EXTRACT TO READ ->
Spark Word2Vec on Reddit Comments

This post is a continuation of NLP on Reddit in which Spark is used with CoreNLP to gather sentiment on organizations from the Reddit comment corpus. Although traditional natural language processing is a natural way to derive meaning from sentences, when using an algorithm such as Word2Vec it is not necessary to provide tagging, parsing or deeper information about English because the algorithm only considers the word contexts.

As the name sugests, Word2Vec is designed to convert words to a vector of numbers representing that word’s semantic meaning. This is to say, if the vectors of two words have a high cosine similarity those two words would be expected to be semantically similar. Semantically similar here means that one word has a high probability of being a possible drop in replacement of the other word within the corpus text. For example, in most texts run through Word2Vec, the vector for “boy” would have highest cosine similarity to the vector for “girl” because one could be a replacement for the other.

Another similar word to both might be “teenager”, whereas “boy” would also have high similarity to “man”, but not to “woman” and “girl” would have high similarity to “woman” but not to “man”. From this it is possible to form a manner of semantic arithmetic. The phrase “man” is to “king” as “woman” is to “queen” can be written as below.

$V_{queen} - V_{woman} + V_{man} \approx V_{king}$

It is also possible to then cluster words by meaning by clustering their vectors using a method such as K-means. So given the words, “cat” “dog” “hamster” and “documents”, “documents” would be marked least similar. This method is applied to the movie reviews sentiment analysis Kaggle dataset in their Word2Vec NLP tutorial, which ultimately uses Gensim and K-means to cluster words and derive sentiment. This tutorial also explores Gensim further and provides some examples.

DATASET RECORDS ->
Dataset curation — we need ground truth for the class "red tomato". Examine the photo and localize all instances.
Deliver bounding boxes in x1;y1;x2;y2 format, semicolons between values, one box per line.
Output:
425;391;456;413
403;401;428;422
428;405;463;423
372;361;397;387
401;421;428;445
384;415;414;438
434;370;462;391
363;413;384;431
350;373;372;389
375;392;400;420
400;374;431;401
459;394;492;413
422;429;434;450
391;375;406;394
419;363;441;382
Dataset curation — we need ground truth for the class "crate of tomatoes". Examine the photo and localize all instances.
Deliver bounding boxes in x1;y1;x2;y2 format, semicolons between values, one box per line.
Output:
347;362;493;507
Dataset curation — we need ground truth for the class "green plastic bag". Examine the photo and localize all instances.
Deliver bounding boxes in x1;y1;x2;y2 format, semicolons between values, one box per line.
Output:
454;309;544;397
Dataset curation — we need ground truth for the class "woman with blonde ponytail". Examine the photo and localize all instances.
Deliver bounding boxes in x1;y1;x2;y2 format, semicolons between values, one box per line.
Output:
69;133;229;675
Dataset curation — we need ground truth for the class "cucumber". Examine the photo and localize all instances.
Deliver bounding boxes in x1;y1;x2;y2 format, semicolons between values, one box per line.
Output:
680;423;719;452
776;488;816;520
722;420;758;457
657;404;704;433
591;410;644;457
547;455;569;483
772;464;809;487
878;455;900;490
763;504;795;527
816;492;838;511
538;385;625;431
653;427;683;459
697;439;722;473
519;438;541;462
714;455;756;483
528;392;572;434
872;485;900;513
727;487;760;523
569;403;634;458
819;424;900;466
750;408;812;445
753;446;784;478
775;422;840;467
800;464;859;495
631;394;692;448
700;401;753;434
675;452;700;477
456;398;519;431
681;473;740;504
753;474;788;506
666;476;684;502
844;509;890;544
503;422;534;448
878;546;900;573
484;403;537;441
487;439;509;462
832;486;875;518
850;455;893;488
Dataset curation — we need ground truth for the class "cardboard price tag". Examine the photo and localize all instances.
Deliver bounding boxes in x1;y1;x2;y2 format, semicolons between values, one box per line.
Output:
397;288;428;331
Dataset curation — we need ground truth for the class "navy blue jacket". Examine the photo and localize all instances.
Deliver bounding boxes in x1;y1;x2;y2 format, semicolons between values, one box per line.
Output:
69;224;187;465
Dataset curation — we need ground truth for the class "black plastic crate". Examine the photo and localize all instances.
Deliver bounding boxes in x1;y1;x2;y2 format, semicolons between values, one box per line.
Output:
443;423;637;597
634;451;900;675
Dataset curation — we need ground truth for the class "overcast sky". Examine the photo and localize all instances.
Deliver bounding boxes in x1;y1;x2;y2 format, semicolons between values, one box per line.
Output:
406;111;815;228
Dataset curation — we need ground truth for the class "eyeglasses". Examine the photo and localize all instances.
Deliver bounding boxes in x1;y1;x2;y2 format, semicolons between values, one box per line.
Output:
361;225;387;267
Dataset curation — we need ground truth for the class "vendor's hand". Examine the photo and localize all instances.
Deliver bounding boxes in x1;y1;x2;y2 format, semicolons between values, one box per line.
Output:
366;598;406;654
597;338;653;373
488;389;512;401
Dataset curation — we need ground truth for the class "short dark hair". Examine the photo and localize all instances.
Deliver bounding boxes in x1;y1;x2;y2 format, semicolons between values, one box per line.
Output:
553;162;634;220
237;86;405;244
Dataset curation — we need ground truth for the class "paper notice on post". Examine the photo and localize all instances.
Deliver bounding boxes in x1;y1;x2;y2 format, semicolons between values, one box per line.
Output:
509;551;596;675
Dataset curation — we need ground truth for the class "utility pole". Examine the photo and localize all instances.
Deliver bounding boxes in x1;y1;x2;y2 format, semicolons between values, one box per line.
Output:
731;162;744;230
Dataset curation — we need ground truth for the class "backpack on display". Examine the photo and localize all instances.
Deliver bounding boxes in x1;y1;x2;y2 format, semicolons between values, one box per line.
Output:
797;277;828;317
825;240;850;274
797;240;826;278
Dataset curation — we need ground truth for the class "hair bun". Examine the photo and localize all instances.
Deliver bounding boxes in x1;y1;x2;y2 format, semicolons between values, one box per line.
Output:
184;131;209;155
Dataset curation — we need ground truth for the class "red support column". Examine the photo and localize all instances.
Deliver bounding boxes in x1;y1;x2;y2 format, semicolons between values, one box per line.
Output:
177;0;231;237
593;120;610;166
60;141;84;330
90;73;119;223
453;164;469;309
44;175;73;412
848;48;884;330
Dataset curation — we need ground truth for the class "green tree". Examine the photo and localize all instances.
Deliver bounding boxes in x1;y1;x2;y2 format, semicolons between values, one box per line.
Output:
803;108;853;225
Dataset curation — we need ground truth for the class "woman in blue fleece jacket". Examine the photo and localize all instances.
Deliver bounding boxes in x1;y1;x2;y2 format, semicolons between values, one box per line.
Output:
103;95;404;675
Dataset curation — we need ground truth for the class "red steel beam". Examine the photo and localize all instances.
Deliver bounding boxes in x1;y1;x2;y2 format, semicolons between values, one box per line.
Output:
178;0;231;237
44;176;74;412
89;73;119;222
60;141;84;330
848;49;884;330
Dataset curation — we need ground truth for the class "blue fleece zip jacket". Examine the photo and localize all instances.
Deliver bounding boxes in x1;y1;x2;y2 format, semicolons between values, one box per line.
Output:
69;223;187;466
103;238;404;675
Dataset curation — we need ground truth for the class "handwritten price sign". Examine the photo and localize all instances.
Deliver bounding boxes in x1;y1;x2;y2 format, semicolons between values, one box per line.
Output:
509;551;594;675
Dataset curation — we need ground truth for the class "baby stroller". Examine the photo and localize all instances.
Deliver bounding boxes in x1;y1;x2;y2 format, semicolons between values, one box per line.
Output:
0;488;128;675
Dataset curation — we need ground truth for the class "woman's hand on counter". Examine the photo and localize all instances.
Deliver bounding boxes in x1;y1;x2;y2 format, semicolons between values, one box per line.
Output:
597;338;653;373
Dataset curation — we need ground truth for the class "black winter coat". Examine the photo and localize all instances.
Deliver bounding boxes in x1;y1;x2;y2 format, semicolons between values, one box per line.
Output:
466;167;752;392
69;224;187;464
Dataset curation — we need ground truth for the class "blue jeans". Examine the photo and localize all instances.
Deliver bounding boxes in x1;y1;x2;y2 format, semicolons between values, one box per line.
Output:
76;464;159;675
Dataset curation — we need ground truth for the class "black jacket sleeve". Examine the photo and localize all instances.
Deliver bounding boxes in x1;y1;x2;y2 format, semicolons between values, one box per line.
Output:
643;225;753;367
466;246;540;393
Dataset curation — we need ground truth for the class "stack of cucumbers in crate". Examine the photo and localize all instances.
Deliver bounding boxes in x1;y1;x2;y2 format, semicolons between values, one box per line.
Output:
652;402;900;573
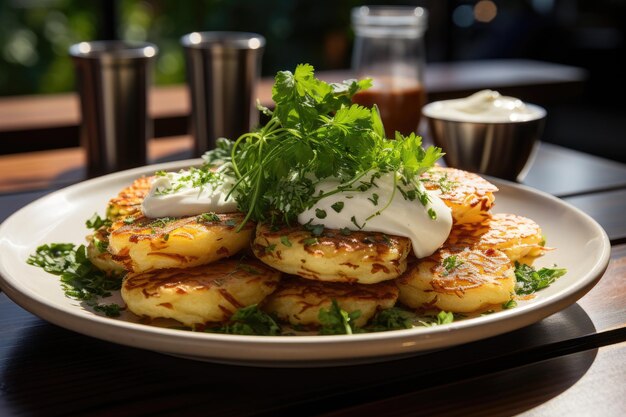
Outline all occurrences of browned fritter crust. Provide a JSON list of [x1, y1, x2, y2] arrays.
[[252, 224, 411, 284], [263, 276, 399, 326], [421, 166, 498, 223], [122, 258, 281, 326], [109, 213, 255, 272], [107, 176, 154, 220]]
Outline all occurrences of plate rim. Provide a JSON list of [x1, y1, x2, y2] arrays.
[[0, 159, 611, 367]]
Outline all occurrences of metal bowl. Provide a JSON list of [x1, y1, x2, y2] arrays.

JOBS ->
- 1) In the Spark Word2Vec text, which library does the Kaggle tutorial use together with K-means to cluster words?
- 2) Carry on the text about Spark Word2Vec on Reddit comments from where it stops.

RESPONSES TO THE TASKS ->
- 1) Gensim.

- 2)
Spark offers its own implementation of Word2Vec which can be used with the ML pipeline, which will be a good match in applying to the Reddit comment corpus for January 2015. The source for this is available on github.

In order to produce these word vectors, Spark uses the Skip-Gram model. The variables $w_1, w_2, \dots, w_T$ represent the words in the corpus used and $k$ is the size of the training window, i.e. the context words to either side of the target word. The negative cost function is written below. The goal is to maximize the average log-probabilities of a word being used in its proper context of words.

$\frac{1}{T} \sum_{t = 1}^{T}\sum_{j=-k}^{j=k} \log p(w_{t+j} | w_t)$

The probability of predicting the word $w_i$ given the word $w_j$ is the softmax model as stated below. In this equation $u_w$ is the vector for word $w$ and $v_w$ is the vector for the context of word $w$ . $V$ is the total vocabulary size.

$p(w_i | w_j) = \frac{\exp(u_{w_i}^{\top}v_{w_j})}{\sum_{l=1}^{V} \exp(u_l^{\top}v_{w_j})}$

The diagram below from Tensorflow Word2Vec shows how the context words are used to deduce the target word. The context is used to produce softmax classifier results, the highest probable word of the vocabulary is then selected.

This can be sped up by using hierarchical softmax which avoids calculating the full probabilistic model, instead focussing on the most probable target words, and not including noise words.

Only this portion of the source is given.